If Ariel could read and write (which she demonstrates) then why didn’t she just write the prince a note? To all the people saying she doesn’t speak the same language as Eric. When they meet again he asks her questions and she tries to answer. So that shows that they can understand each other verbally. Also the contract she signs was in English.
Others suggest that pens and paper do not work under water. The contract was magical and underwater. Part of the movie she was on land in town with dry pens and papers around.
To the others that say what would she even write in the note. Here is my version
“Dear Hottie Eric,
DTF, I just lost my voice I swear that it is not contagious or anything lol. If you are DTF too just give me a kiss to let me know and we can get this party started.
P.S. I’m a freak”
Captain America: Civil War.
Why did no one have a photo ID of the actual psychologist assigned to Bucky Barnes? Also – Hey, Secretary Ross, you neglected to mention Harlem in your Avengers Guilt Trip Presentation. You know, the incident where two big rage monsters that you are responsible for fought? You should be in jail for that.
I’ve babysat my younger siblings tons of times and somehow never wished them away to the Goblin King no matter how frustrated I got. Toby was like 2 at the most, he’d have been asleep in like 30 minutes if she’d just kept her goddamn cool.
Double whammy: the very first T-intersection Sara comes to, she ends up missing the path straight to the goblin city.
In the first Transformers movie Megatron is trying to find the cube, and Sam has the glasses with the coordinates. He sends Barricade to go interrogate Sam. “Where are the GLASSES?!?!”
We’ve already established that Transformers can learn earths languages and hack the military computers in seconds. Sam is selling the glasses on ebay. Why didn’t Megatron just buy the glasses?
The first Iron Man. Rather than test the Jericho missile at a secure weapons testing facility in the US, Tony Stark feels the need to go all the way to the Middle East and gets himself captured by terrorists. One thing leads to another, and now a buff raisin has just killed half the universe.
What about in the ring? Why did she leave that tape on the bottom shelf (probably next to the bleach, knives, medicine and her gun) for the kid to find? I wish the kid had died to teach her a lesson on her sh!tty parenting.

- INFORMATION GIVEN
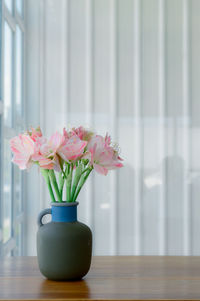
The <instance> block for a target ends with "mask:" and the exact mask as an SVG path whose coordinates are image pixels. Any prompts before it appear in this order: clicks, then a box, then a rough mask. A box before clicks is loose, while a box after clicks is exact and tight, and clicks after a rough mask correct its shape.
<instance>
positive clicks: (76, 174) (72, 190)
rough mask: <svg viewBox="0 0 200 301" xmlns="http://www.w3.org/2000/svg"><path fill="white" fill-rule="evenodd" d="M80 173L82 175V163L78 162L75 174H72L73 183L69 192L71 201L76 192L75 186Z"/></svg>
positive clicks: (76, 167)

- YOUR INSTRUCTIONS
Carry on the passage about movie plot holes from its last sentence. The lines have no role in this exercise.

- ANSWER TO THE EXERCISE
The Enterprise carried like a dozen shuttlecraft. If that seems high, let’s call it 6. Still too many? Okay, we know for sure there was at least 1, and so likely 2, of the kind that had transporters. Plus some other support craft. (And when the heck did they get a runabout? Which, apparently, can do everything a starship can, except warp 4–for some reason.)
Each time the ship’s “main power” was out and transporters are “down,” they could have used the transporters in the shuttlecraft. Or what about when the “subspace antenna” is damaged. Don’t those shuttles have, like, antennas too?
Don’t forget those shuttles were capable of warp. Which means, they have a self-contained reactor and energy source. Seems like you have multiple “auxiliary power generators” just sitting around in the shuttle bay collecting space dust. You’d think mid-way through season 2, Geordi would be like “hey, we should run an extension cable up to one of these shuttle bays, just in case we need.” But no, Picard is all like, “Will this make my tea any hotter, Mr. LaForge?”
Also. What the f— is the point of the warp core ejection system? Every time someone wants to use it (on any starship), it is “offline.” How can it have an “off” state if its only use is in an emergency?
Starfleet engineers are the worst engineers in the universe. They can make a replicator out of rocks, but safety systems baffle them.
Jurassic Park, if John Hammond had shelled out a bit more money for his IT department.
It’s even more evident in the book. I think Crichton just hated middle management.
State of the art technology and cages, controlled by 1 dude and his self department.
Honestly, though, we wouldn’t want to change that last one. A shorter movie would have meant we missed out on Jeff Goldblum, and nobody wants that.